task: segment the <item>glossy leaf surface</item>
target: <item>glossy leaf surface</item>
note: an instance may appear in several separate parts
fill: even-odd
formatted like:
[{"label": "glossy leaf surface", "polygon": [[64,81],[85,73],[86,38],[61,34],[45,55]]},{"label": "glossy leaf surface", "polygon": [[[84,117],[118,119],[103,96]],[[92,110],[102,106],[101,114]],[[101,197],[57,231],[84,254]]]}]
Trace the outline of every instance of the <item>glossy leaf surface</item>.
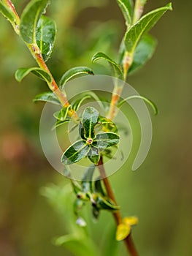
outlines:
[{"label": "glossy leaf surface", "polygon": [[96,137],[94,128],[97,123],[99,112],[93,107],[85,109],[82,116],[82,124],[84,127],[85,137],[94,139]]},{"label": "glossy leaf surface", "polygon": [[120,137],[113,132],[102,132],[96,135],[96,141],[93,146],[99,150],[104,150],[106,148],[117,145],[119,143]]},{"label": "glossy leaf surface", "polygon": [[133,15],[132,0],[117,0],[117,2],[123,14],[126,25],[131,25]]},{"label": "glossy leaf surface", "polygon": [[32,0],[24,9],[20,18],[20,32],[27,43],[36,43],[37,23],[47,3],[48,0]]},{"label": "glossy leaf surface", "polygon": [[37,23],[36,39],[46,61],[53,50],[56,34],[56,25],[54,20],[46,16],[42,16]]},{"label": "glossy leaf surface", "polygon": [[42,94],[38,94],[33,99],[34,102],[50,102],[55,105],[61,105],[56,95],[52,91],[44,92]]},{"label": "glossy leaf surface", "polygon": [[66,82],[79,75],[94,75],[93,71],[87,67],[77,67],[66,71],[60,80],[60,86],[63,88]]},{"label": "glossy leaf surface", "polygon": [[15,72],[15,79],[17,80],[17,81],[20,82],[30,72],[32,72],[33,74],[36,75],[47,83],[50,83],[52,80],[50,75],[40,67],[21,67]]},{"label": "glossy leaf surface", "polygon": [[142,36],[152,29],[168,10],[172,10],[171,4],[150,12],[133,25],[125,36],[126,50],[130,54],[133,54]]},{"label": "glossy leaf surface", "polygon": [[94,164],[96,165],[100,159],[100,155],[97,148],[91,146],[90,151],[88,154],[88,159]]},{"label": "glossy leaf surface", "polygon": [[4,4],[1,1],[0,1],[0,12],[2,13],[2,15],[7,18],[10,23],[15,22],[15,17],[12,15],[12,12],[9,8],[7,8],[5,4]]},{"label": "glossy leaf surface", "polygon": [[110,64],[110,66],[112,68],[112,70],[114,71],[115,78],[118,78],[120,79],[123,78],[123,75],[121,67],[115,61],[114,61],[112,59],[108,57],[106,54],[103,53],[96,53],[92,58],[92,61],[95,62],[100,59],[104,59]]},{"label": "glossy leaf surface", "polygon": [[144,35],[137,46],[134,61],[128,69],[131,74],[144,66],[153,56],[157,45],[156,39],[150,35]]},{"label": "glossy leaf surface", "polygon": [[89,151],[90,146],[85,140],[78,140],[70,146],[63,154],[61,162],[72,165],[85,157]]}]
=-=-=
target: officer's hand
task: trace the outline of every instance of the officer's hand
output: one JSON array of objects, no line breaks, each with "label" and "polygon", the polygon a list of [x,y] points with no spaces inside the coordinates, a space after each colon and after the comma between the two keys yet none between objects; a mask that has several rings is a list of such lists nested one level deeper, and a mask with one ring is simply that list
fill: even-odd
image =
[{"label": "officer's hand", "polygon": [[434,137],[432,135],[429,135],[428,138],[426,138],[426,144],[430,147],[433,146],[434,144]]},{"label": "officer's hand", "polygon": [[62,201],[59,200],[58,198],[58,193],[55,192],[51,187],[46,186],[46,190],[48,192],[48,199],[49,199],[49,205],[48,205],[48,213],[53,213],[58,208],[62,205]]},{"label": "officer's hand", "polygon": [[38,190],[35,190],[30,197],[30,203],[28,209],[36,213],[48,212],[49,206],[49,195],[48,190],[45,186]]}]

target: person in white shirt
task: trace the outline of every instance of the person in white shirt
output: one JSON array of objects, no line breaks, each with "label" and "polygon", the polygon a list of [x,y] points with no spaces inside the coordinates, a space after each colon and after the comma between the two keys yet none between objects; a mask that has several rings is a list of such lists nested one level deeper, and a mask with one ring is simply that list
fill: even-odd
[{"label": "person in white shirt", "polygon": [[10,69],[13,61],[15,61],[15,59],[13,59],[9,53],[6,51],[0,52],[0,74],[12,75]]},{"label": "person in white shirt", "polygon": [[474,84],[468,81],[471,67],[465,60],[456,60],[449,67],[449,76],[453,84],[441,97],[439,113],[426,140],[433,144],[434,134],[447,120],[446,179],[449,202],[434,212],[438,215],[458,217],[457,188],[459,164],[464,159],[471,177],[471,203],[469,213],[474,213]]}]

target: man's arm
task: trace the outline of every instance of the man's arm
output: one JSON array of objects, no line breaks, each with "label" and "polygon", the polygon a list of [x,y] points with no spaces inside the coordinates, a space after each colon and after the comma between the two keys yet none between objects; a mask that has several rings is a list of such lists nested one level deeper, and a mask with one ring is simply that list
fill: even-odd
=-=-=
Retype, word for word, the lines of the material between the line holding "target: man's arm" and the line holding "task: trace the outline of every instance of the man's", inclusive.

target: man's arm
task: trace the outline of every instance of the man's arm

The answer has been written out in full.